### TASK DIRECTIONS
Find the line that contains "Could you please point out the tree". Repeat that line and all lines following it, exactly, through the end of the listing below.

### SUPPLIED RECORDS
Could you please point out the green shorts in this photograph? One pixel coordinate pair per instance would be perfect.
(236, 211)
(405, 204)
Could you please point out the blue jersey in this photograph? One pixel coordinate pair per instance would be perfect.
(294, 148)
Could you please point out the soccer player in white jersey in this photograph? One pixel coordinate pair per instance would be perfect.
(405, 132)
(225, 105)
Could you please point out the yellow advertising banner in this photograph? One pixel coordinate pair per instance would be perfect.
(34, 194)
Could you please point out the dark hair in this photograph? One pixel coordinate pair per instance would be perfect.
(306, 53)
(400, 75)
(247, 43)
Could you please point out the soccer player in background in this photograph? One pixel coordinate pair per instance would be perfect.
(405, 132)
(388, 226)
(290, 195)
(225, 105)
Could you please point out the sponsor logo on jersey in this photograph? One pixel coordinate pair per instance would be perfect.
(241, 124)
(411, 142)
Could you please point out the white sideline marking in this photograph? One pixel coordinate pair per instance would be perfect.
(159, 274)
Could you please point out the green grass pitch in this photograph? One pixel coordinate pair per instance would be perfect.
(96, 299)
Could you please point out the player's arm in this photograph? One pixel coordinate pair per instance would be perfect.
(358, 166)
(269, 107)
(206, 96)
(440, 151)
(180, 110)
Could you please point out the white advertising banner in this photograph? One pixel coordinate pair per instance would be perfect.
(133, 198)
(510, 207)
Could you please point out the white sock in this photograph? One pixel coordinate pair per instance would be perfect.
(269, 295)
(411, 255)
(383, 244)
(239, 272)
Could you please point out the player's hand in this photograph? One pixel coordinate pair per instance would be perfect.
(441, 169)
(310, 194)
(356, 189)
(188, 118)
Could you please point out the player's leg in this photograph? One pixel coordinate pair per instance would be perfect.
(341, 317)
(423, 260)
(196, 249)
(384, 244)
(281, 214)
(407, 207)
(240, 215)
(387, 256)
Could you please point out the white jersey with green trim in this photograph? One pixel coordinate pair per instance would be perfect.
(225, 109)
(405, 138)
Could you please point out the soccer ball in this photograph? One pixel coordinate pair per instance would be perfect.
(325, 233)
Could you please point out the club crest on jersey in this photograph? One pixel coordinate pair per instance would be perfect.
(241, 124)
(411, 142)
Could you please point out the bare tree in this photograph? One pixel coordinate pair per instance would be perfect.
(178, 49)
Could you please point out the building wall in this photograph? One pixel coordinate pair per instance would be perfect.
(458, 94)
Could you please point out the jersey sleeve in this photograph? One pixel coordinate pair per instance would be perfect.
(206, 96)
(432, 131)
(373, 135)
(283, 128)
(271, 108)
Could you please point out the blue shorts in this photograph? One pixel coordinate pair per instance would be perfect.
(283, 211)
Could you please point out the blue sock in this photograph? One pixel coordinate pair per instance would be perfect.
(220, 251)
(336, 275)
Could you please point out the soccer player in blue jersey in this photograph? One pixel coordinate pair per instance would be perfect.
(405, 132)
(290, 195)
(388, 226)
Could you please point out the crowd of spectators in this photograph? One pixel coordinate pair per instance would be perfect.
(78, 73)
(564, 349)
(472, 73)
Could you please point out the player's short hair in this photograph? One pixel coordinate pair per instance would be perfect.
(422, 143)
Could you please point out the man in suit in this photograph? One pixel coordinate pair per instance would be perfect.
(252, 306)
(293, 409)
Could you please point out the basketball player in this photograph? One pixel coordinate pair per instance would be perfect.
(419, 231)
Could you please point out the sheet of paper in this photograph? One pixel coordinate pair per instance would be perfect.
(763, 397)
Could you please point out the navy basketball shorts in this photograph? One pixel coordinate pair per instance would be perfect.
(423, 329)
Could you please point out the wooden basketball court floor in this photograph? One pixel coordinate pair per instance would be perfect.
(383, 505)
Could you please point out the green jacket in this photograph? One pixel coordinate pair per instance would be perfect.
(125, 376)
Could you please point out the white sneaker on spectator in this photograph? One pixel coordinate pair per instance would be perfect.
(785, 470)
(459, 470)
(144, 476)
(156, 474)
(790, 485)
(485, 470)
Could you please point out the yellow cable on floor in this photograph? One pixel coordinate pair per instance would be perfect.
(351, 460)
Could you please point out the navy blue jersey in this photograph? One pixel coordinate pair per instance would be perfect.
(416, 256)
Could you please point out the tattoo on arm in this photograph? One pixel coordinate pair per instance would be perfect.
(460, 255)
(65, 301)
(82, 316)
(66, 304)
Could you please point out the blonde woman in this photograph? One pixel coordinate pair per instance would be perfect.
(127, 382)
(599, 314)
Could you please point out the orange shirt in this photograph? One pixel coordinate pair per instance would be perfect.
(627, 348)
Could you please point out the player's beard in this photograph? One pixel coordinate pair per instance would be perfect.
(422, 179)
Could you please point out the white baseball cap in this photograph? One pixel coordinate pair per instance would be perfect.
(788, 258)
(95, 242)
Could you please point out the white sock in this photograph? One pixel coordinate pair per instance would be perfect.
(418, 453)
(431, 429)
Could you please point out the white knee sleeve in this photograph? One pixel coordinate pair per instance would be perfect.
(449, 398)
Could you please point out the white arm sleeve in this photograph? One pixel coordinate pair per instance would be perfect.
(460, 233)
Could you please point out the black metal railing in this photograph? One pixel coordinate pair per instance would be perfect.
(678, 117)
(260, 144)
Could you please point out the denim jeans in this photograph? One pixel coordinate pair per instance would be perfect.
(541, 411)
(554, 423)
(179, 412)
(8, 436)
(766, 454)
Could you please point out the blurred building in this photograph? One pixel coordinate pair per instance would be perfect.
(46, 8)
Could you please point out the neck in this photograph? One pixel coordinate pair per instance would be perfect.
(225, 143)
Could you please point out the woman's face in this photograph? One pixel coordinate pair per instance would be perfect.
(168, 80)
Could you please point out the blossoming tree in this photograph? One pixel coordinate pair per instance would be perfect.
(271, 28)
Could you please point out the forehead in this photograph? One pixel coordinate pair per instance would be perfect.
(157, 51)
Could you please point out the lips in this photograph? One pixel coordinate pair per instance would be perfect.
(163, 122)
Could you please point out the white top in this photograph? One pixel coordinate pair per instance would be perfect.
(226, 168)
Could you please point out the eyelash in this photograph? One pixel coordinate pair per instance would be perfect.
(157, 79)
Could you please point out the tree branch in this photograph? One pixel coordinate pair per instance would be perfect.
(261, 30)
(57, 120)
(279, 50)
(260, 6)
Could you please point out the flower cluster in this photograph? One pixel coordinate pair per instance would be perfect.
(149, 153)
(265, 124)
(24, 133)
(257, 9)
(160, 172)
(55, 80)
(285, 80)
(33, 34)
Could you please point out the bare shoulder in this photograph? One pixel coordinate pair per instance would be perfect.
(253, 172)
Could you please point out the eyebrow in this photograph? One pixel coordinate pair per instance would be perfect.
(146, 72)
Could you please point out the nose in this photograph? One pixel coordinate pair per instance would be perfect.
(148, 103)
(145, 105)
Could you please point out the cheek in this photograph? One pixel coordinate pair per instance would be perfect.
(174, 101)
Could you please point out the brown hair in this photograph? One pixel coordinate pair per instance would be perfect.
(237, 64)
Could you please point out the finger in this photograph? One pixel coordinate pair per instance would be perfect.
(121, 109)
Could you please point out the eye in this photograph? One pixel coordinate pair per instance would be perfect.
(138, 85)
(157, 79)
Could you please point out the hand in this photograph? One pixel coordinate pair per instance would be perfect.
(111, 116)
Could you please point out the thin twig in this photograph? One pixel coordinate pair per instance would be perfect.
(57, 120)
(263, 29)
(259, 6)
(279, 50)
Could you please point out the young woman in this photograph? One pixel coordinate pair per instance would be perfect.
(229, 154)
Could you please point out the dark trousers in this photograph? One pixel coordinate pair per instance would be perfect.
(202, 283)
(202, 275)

### ANSWER
Could you please point out the tree branch in this photograph? One pixel coordinate pair per instance would be perfect.
(261, 30)
(57, 120)
(279, 50)
(260, 6)
Could you please point out the flower cluster in this photograph? One pixel coordinate pair per instance would be perfect.
(149, 153)
(265, 124)
(24, 133)
(257, 9)
(160, 172)
(55, 80)
(285, 80)
(33, 34)
Could you please point out the bare shoulder in this photograph? One pixel coordinate pair per instance would be perfect.
(253, 172)
Could you please point out the eyebrow in this photograph? One pixel coordinate pair per instance would be perfect.
(146, 72)
Could you please point out the nose in this photograph? One pixel coordinate pair per instance would be perfect.
(148, 103)
(145, 105)
Could you please point out the cheek in this photograph? One pixel coordinate pair per instance would be perfect.
(174, 101)
Could you please point out the brown hair in this photograph? One pixel coordinate pair per instance would be perfect.
(237, 64)
Could you please point out the finger in this photograph? One pixel coordinate pair per instance would be perfect.
(121, 109)
Could you please point out the eye in this photograph? One pixel coordinate pair per instance would be perfect.
(138, 85)
(157, 79)
Could you please point out the hand in this photograph? One pixel coordinate pair per instance would be perfect.
(111, 116)
Could you please point out the thin twig in this photograph? One pixel coordinate pair per instance would be perfect.
(57, 120)
(263, 29)
(259, 6)
(279, 50)
Could you please point out the young woman in this photograph? One pixel coordinate pair per instance would be perfect.
(229, 154)
Could you please point out the dark trousers in this photograph? One pixel coordinate pair per instance would be perfect.
(202, 283)
(202, 275)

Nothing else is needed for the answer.